| STUDY MATERIAL |
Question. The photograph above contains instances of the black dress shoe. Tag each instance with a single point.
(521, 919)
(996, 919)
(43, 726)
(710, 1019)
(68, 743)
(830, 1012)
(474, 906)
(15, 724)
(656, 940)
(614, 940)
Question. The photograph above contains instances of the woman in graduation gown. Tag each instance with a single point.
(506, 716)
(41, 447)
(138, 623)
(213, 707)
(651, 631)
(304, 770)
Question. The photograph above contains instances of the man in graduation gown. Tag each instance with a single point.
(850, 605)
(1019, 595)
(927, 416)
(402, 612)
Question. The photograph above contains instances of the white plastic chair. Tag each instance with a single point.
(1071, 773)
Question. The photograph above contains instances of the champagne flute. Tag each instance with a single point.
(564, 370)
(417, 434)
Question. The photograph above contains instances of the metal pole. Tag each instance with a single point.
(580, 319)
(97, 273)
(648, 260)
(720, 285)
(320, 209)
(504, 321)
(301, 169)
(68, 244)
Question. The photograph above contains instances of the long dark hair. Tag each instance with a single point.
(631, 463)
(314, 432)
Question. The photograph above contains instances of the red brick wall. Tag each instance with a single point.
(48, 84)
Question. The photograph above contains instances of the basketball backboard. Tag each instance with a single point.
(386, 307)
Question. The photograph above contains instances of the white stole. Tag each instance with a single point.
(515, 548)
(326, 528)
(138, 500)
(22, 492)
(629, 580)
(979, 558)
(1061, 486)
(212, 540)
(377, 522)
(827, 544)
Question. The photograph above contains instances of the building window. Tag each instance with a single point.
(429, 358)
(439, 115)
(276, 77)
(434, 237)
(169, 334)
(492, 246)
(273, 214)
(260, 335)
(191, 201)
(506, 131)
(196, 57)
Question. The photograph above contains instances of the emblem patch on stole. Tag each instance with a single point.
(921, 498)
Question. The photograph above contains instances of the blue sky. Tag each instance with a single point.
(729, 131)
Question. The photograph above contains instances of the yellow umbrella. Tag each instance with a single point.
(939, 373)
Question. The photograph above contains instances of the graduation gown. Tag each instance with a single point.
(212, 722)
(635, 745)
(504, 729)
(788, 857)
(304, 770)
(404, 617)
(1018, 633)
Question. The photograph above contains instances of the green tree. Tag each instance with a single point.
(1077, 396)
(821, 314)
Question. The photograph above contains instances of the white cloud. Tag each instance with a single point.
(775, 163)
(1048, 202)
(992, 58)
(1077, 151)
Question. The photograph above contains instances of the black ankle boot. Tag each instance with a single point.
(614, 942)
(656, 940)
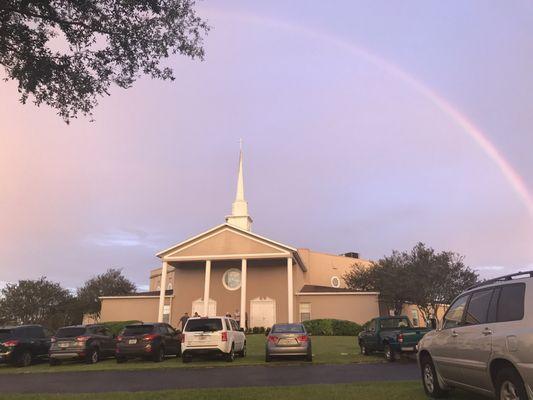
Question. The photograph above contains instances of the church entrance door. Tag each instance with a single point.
(262, 312)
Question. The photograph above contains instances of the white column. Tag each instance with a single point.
(243, 293)
(207, 283)
(290, 290)
(162, 291)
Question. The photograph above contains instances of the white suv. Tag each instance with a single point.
(212, 336)
(485, 343)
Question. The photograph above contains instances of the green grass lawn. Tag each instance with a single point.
(367, 391)
(326, 350)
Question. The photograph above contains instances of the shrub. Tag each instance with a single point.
(332, 327)
(116, 326)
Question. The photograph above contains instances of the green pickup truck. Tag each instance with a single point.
(390, 335)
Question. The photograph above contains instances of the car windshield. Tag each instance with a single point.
(133, 330)
(394, 323)
(288, 328)
(5, 334)
(70, 332)
(204, 325)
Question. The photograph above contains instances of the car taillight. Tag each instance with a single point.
(273, 339)
(149, 337)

| TASK OBJECTIVE |
Give back every record above word for word; the pictures have no place in it.

| WORKED SOLUTION |
Question. The photograph above contains instances of the black dress shoe. Tag each instance with a single point.
(521, 919)
(996, 919)
(43, 726)
(710, 1019)
(68, 743)
(830, 1012)
(474, 906)
(15, 724)
(656, 940)
(614, 940)
Question. The photograph above contains instances of the woman in graduation gown. Tag each instance with a single point.
(506, 716)
(41, 447)
(138, 623)
(213, 707)
(651, 631)
(304, 770)
Question. The photograph above contains instances of the man in graduation gown. Tag each instance with a single point.
(850, 605)
(1019, 595)
(927, 416)
(402, 612)
Question. The photograph above contains instances of the white plastic chair. Tag each instance with a single point.
(1071, 773)
Question. The photograph above contains instances of the champagne flute. Tag each instance with a single point.
(564, 370)
(417, 434)
Question. The photograph above contains instances of the metal pole. Tag each instance with a single point.
(580, 319)
(97, 273)
(648, 260)
(720, 285)
(320, 209)
(504, 321)
(301, 169)
(68, 244)
Question. The photograph above contains instances of the long dark hair. Tag each instance with a single point.
(631, 463)
(314, 432)
Question. The photograph above contains instances of the red brick wall. Tag each instance with a single point.
(48, 84)
Question. The photograph above contains instances of the basketball backboard. Tag each instance with a single point.
(386, 307)
Question. The photograph above contains instances of the white stole. Tag each instance with a single point.
(515, 548)
(326, 528)
(138, 500)
(22, 492)
(629, 580)
(979, 558)
(1061, 486)
(212, 540)
(377, 522)
(827, 544)
Question. The photograph above contains instances of the building window. Tag each instance with a single point.
(429, 358)
(439, 115)
(276, 77)
(434, 237)
(169, 334)
(492, 246)
(273, 214)
(260, 335)
(191, 201)
(506, 131)
(196, 57)
Question. The photograph above contains instances of the emblem patch on stole. Tag each instance with a single point.
(921, 498)
Question. The photograph above contains instances of the blue sky. Tag each instance with a single point.
(729, 131)
Question. The photograph above contains instances of the yellow umbrella. Tag each instance with a single point.
(939, 373)
Question. The photograph above contains instances of the graduation gown. Tag each instance with a single point.
(212, 722)
(635, 745)
(504, 729)
(788, 857)
(304, 770)
(404, 617)
(1018, 633)
Question. The photograph above contains instances of the green tree. Tag each instance with a single point.
(1077, 396)
(821, 314)
Question. The photograph above contains instances of the white cloud. Tag each instance with a single point.
(775, 163)
(1048, 202)
(992, 58)
(1077, 151)
Question. The photograph above contains instances of the black ankle boot. Tag each instance with a single point.
(614, 942)
(656, 940)
Question. The photograph above contains instances of the church entrance door. Tag each instance with a single point.
(262, 312)
Question. The photograph above contains instances of the white column. Tag each instance with a single point.
(243, 293)
(207, 283)
(290, 290)
(162, 291)
Question. The photograph above contains instances of the white suv. Tag each instance with a single point.
(212, 336)
(485, 343)
Question. The photograph above contains instances of the green grass lawn. Tag each instance with a single point.
(367, 391)
(326, 350)
Question. The photograph above contains instances of the shrub. Tag each instance with a single point.
(332, 327)
(116, 326)
Question. The photograph above contains instances of the green pickup truck. Tag each instance with a single point.
(390, 335)
Question. The photograph above contains instances of the car windshield. Tag each instance with a single point.
(133, 330)
(394, 323)
(288, 328)
(5, 334)
(70, 332)
(204, 325)
Question. The photograph above contains instances of the car taillight. Tag each instance with a single point.
(273, 339)
(149, 337)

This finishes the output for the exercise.